Work instruction
Repeat each entry. Keep every line exactly as it is.

Data for the task
══════════════════════════════

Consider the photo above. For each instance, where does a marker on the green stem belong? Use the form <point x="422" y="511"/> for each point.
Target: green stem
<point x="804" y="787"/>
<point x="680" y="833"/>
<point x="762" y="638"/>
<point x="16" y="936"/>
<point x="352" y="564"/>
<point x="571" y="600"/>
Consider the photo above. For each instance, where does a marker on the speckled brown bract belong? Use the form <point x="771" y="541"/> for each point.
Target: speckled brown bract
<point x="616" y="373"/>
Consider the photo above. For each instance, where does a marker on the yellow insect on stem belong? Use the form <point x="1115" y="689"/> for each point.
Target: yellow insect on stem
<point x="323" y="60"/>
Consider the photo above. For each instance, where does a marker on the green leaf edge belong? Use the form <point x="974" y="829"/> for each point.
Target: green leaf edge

══════════════════════════════

Result for this exercise
Consider the photo above. For each instance, where does a marker on the green stem belong? Use the form <point x="422" y="511"/> for each point.
Target: green stem
<point x="804" y="787"/>
<point x="680" y="833"/>
<point x="762" y="638"/>
<point x="16" y="936"/>
<point x="352" y="564"/>
<point x="571" y="600"/>
Consider the photo above. For each instance, where does a marker on the speckled brown bract belong? Use the form <point x="771" y="541"/> for each point.
Target: speckled brown bract
<point x="616" y="373"/>
Consider the photo above. For each instance, where does a marker on the yellow insect on stem belong? Use the form <point x="1115" y="689"/> for each point.
Target: yellow insect on stem
<point x="323" y="60"/>
Consider the photo above. For each instance, where does a marker on the green leaf edge belong? Use the form <point x="974" y="829"/> for each point.
Target: green leaf edge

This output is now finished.